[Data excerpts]

+++

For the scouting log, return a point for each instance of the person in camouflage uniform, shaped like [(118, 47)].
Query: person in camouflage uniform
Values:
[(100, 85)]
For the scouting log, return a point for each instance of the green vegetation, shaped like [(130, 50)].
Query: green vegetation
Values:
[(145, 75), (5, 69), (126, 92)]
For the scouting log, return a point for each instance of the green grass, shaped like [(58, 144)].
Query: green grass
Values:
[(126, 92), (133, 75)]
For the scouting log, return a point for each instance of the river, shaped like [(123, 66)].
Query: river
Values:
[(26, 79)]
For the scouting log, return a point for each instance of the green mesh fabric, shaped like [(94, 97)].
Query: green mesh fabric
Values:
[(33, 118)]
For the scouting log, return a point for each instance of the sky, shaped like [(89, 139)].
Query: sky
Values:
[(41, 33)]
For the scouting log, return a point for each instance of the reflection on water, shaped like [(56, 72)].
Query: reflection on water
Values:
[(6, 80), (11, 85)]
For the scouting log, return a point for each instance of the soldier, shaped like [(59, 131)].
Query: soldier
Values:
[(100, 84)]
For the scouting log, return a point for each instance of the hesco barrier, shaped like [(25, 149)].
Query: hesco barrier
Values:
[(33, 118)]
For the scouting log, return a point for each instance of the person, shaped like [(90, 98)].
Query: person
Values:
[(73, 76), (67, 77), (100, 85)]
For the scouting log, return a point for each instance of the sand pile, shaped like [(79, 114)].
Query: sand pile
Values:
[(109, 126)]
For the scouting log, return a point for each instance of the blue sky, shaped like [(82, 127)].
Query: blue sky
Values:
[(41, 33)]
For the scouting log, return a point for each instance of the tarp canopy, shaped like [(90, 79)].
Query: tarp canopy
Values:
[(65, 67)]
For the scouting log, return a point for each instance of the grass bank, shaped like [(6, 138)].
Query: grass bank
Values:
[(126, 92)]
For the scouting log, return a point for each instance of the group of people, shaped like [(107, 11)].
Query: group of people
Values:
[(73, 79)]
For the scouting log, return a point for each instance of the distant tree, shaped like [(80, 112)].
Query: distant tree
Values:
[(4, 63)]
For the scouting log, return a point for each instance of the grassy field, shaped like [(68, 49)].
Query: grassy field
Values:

+++

* Work order *
Only lines with the word "reflection" count here; copy every one from the records.

* Answer *
For the scouting log, return a point for each instance of the reflection on water, shaped like [(56, 72)].
Query: reflection on water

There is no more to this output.